To be done:
a: Reproduce word for word the section of the passage on music popularity that opens with the words containing "For artist popularity" and closes with "the ground truth.".
b: For each of these statements, answer yes or no according to the passage on music popularity, and quote the words that decide it. (i) The team chose the LSTM models over kNN for track popularity prediction. (ii) The proposed aggregation method for artist popularity did better than a simple average. (iii) After events such as an album release, YouTube views showed no significant change.
c: Write a continuation of the passage on music popularity, starting after its final sentence.

Text excerpt:
• • • •

Regarding track’s popularity estimation and prediction, the team described that overall track popularity is estimated from the following sources: Deezer rank, Spotify popularity, views and likes on YouTube, and global airplay counts provided by our partner BMAT. The team compared k-Nearest Neighbors (kNN) against Long-Short-Term-Memory (LSTM) deep learning models, and concluded that LSTM resulted slightly better, but at a dramatically higher computational cost; therefore, decided to use the kNN implementation instead. More importantly, Thomas Lidy, Adrian Lecoutre, Khalil Boulkenafet Manos Schinas, Christos Koutlis, and Symeon Papadopoulos explained that in both cases, since these models are based on machine learning models trained on historical crawled signals, they will theoretically become more and more accurate over time. In general, the different analyses have shown that a simple trend or seasonality can be easily predicted for a relatively small time prediction interval.

Nevertheless, it is pinpointed that ‘the difficulty can rise significantly when the source signal is almost static (such as in the case of Spotify popularity), the predicted target goes farther in the future, or when an unexpected trend appears without any detectable pattern in the previous days of history in the data’. As the authors mention ‘we have studied that a multivariate LSTM approach can potentially overcome these issues when more data becomes available. In the current implementation the kNN approach is used to predict a track’s popularity up to 21 days into the future, based on up to 28 days of history.

For artist popularity our team proposed a non-linear aggregation method in order to combine diverse sources of popularity information, like Spotify followers, YouTube views, playcounts etc. This method actually leverages geometrical shapes formed by the normalized metric values obtained for each artist and combines them by computing a fraction where the numerator corresponds to the artist under study and the denominator corresponds to the best possible case i.e. the most popular possible artist. The results showed that this method outperformed the most natural choice being a simple average and also it outperformed other non-linear metric aggregation methods in terms of correlation, rank correlation and rank distance with the ground truth.

Following now the impact of events, such as album release, TV show appearance or interview, on an artist’s popularity level, it was remarkable that no significant changes were observed on popularity metrics such as YouTube views/subscribers and playcounts, after the events, but changes were observed on streaming activity (Spotify, iTunes, Deezer streams). The FuturePulse team compared two different methods that estimate the level of impact an event has on future popularity values/streaming activity. In addition, the segmented linear regression method showed good performance identifying accurately the upcoming changes after an event.

• • • •

Entries from a pointing dataset:
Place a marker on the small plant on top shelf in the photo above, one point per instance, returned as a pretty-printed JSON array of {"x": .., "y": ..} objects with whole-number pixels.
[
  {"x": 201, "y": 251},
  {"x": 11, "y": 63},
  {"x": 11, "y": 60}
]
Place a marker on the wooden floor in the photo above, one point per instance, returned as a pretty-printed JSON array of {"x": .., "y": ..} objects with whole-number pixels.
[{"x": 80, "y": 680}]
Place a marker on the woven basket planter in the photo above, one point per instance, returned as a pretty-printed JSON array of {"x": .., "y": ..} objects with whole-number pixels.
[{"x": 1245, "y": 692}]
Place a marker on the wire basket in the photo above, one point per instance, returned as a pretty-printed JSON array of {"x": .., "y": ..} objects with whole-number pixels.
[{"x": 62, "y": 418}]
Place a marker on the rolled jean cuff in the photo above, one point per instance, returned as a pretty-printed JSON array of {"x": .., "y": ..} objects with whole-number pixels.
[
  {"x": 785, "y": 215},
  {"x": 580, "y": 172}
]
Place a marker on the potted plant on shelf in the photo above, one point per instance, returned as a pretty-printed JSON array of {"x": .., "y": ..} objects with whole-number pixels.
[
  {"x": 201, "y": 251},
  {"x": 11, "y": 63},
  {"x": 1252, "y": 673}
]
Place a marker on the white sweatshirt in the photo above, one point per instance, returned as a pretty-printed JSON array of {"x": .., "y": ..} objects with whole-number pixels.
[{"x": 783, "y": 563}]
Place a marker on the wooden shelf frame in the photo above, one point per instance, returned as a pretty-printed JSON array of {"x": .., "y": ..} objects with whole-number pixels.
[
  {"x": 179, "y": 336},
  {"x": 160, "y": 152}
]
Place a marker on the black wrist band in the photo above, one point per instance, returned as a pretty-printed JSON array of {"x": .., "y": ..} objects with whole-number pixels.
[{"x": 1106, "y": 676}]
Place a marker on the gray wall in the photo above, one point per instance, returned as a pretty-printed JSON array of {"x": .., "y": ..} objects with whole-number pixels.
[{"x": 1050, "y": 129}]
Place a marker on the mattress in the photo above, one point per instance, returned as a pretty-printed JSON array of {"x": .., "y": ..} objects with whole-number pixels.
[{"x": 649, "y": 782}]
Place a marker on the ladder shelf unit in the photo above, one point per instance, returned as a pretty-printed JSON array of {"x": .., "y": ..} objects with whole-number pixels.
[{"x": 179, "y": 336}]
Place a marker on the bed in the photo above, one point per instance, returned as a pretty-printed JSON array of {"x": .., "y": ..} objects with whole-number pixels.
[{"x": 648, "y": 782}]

• • • •

Responses for each task:
a:
For artist popularity our team proposed a non-linear aggregation method in order to combine diverse sources of popularity information, like Spotify followers, YouTube views, playcounts etc. This method actually leverages geometrical shapes formed by the normalized metric values obtained for each artist and combines them by computing a fraction where the numerator corresponds to the artist under study and the denominator corresponds to the best possible case i.e. the most popular possible artist. The results showed that this method outperformed the most natural choice being a simple average and also it outperformed other non-linear metric aggregation methods in terms of correlation, rank correlation and rank distance with the ground truth.

b:
(i) No: "therefore, decided to use the kNN implementation instead"
(ii) Yes: "this method outperformed the most natural choice being a simple average"
(iii) Yes: "no significant changes were observed on popularity metrics such as YouTube views/subscribers and playcounts, after the events"

c:
Last but not least, for the estimation of genre popularity and growth the authors elaborated on the way they worked in order to tackle the problem of data sparsity. By analysing genre occurrences in Spotify artists using a graph embedding technique, our team identified sub-genre associations between genres. As they explained, ‘that information is then used to count genre appearances in music charts’. However, although the first results were promising, when these associations were considered, there was a need to further evaluate the identified associations as well as the popularity scores generated.

As for future activities for the future, the authors mentioned the following goals:  

  • Analyze playlists and develop a methodology to detect similar playlists based on co-listening patterns, content similarity and music genres
  • Update tracks popularity estimation and prediction by adding more sources e.g. country-wise airplays, charts, playlists, Spotify analytics data etc.
  • Investigate multivariate approaches (e.g. LSTM) again with more data available
  • Update and evaluate genre popularity estimation, by using genre associations
  • Combine in a principled way the several artist popularity estimations developed separately for each of the use cases.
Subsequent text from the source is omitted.